§ EXCERPTED PASSAGE:
+ + + +
This item continues in effect acts or things that were done by the DA for an offshore area, prior to the commencement of this item, under or for the purposes of a Category C provision (see item 642).  To ensure their continued effectiveness, the acts or things will be taken to have been done by the responsible Commonwealth Minister under the Category C provision as it has been amended by Schedule 2 to the National Regulator Amendment Bill.

 

This item does not apply to the making or giving of an instrument by the DA under a Category C provision.  See item 647.

 

 

 

 

Item 649 - Transitional - instruments made or given by the responsible Commonwealth Minister to be attributed to the Titles Administrator etc.

 

 This item continues in effect instruments that were made or given by the responsible Commonwealth Minister under a Category D provision (see item 642), where the instrument was in force immediately before the commencement of this item.  To ensure their continued effectiveness, the instruments will be taken to have been made or given by NOPTA under the Category D provision as it has been amended by Schedule 2 to the National Regulator Amendment Bill.

 

Item 650 - Transitional - acts of the responsible Commonwealth Minister to be attributed to the Titles Administrator etc.
+ + + +
§ WHAT YOU WILL DO: Reproduce the passage on transitional items from "This item continues in effect acts" to "See item 647.".

§ DATASET CONTENT:
+ + + +
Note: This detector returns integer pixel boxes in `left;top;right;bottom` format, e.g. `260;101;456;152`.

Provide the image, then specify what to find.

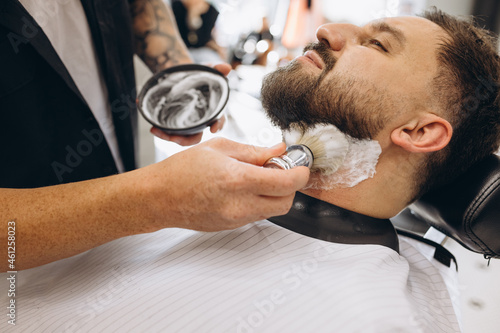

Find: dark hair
+ + + +
§ EXERCISE RESULT:
This item continues in effect acts or things that were done by the DA for an offshore area, prior to the commencement of this item, under or for the purposes of a Category C provision (see item 642).  To ensure their continued effectiveness, the acts or things will be taken to have been done by the responsible Commonwealth Minister under the Category C provision as it has been amended by Schedule 2 to the National Regulator Amendment Bill.

 

This item does not apply to the making or giving of an instrument by the DA under a Category C provision.  See item 647.